Rows from a box-labeling dataset
********************
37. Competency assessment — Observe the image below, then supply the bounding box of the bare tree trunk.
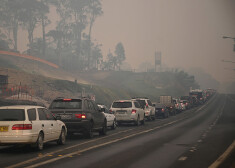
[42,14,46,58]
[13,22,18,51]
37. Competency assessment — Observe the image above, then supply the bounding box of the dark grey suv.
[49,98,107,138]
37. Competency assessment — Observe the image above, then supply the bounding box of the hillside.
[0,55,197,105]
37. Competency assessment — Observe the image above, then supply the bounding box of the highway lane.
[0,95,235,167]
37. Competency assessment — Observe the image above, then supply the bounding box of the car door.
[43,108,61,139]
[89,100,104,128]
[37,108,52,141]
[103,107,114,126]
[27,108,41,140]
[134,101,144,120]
********************
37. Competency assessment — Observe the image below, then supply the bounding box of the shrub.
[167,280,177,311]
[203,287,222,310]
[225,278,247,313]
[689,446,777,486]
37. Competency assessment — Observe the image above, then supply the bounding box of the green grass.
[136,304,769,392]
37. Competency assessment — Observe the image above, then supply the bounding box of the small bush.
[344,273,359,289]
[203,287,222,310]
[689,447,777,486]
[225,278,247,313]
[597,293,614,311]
********************
## WORK INSTRUCTIONS
Please rewrite the rows from the line with "bare tree trunk." to the line with "[49,98,107,138]", swapping "Observe" for "Examine" and changing nothing else. Leave the pictures out.

## OUTPUT
37. Competency assessment — Examine the image below, then supply the bounding box of the bare tree trunk.
[42,14,46,58]
[13,22,18,51]
37. Competency assessment — Examine the image above, then supply the bounding box of the dark grey suv.
[49,98,107,138]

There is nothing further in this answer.